>> START RECORDS FOR THE EXERCISE
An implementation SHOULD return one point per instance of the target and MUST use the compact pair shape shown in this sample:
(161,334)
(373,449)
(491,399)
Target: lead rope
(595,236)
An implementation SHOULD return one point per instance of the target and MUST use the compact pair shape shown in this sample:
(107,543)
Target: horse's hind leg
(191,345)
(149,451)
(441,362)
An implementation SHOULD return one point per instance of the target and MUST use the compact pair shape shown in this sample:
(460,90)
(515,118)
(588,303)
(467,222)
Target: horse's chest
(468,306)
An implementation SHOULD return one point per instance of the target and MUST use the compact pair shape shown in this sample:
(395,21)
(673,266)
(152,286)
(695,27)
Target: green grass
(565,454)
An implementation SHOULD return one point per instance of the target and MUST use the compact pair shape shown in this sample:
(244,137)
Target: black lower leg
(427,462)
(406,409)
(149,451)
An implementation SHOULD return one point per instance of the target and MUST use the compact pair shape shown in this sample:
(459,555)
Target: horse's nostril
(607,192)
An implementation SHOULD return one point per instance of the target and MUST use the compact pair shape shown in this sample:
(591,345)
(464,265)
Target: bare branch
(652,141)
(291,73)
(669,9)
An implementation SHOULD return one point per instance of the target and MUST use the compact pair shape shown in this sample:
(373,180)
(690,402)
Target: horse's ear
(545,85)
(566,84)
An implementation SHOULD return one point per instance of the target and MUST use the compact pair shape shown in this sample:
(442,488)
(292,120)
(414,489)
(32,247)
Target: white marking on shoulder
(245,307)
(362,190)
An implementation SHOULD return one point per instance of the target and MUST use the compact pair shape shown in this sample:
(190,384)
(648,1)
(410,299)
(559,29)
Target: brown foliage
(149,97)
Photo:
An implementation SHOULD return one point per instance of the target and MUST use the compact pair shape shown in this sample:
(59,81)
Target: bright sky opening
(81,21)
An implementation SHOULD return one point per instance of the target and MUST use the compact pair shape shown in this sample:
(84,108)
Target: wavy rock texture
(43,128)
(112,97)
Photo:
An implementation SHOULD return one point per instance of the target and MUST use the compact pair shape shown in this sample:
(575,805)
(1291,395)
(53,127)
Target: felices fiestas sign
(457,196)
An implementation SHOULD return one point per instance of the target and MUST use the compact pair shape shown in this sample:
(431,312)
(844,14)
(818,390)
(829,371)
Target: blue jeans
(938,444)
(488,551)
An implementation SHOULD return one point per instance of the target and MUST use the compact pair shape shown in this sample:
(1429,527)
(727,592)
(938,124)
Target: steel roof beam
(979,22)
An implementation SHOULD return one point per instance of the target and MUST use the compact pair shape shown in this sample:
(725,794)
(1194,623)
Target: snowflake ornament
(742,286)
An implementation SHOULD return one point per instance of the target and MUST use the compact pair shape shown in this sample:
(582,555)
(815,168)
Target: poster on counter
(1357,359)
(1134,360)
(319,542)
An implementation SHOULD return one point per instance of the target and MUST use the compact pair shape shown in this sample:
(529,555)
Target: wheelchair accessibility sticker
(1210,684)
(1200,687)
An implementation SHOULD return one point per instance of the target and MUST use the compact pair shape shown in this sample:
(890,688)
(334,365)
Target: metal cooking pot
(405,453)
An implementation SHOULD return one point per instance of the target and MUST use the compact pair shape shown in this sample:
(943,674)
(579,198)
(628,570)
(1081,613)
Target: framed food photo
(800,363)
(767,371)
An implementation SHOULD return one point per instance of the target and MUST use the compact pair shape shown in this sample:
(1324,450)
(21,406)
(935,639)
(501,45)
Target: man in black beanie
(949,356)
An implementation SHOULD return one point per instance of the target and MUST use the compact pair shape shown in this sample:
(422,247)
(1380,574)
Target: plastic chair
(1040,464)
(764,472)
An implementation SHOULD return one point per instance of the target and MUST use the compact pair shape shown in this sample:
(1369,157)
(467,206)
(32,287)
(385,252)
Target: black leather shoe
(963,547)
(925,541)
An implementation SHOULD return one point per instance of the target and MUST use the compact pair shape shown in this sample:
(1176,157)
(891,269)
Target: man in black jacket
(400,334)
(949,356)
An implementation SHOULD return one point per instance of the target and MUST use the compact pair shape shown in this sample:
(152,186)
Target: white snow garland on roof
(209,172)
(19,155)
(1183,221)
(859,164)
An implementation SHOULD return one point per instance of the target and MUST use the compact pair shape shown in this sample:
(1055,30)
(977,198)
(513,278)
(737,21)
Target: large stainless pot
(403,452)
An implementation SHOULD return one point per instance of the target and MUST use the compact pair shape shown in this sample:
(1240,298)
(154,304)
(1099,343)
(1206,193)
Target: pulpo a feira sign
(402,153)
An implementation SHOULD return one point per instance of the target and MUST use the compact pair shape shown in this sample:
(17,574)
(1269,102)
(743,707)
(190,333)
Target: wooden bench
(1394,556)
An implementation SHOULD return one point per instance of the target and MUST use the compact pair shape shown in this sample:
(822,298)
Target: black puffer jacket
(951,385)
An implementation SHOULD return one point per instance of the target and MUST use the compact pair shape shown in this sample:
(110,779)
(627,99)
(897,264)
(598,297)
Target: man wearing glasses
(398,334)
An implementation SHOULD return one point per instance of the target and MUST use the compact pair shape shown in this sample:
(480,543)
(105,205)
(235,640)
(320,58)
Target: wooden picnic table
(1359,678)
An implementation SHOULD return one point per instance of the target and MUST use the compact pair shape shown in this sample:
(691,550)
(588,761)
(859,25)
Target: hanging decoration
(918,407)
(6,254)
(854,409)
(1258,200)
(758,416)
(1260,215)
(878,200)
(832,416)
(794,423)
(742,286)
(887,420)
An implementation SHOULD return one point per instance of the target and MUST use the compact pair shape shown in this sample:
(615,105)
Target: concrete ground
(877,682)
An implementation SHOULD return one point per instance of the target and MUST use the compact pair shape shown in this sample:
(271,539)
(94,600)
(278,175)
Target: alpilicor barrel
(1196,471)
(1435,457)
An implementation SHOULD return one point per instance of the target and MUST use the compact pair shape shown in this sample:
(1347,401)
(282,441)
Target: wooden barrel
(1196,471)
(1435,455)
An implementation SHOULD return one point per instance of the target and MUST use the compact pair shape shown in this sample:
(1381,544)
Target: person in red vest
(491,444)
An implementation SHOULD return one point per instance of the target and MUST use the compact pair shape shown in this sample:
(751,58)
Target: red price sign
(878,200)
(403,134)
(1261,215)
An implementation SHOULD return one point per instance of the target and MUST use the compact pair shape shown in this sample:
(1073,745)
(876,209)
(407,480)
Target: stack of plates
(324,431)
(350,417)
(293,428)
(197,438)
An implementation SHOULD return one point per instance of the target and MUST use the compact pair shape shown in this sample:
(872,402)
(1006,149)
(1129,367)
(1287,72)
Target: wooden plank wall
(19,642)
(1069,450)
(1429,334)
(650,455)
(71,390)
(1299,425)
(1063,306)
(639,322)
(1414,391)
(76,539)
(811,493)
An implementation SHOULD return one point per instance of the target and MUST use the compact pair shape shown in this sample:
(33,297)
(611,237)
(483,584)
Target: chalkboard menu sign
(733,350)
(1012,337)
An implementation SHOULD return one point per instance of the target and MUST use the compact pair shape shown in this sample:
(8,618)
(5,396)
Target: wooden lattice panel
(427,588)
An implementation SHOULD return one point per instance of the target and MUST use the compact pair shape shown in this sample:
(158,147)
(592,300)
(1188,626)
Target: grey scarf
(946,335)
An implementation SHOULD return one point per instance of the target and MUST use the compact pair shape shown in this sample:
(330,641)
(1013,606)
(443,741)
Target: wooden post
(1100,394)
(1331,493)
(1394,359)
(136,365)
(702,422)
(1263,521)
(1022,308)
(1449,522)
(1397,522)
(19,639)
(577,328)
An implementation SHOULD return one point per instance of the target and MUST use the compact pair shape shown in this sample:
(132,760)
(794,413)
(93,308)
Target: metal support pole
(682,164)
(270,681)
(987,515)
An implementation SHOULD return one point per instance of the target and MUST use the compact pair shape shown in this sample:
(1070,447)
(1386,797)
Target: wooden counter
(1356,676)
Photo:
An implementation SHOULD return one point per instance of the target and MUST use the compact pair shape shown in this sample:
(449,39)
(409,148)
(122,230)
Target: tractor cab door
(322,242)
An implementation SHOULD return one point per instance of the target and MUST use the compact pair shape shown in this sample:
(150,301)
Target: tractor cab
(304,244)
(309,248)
>> END RECORDS FOR THE EXERCISE
SET PROBLEM: Please state how many lines in the records contain the string "black", matching case exactly, and reply with only that number.

ANSWER TO THIS EXERCISE: 5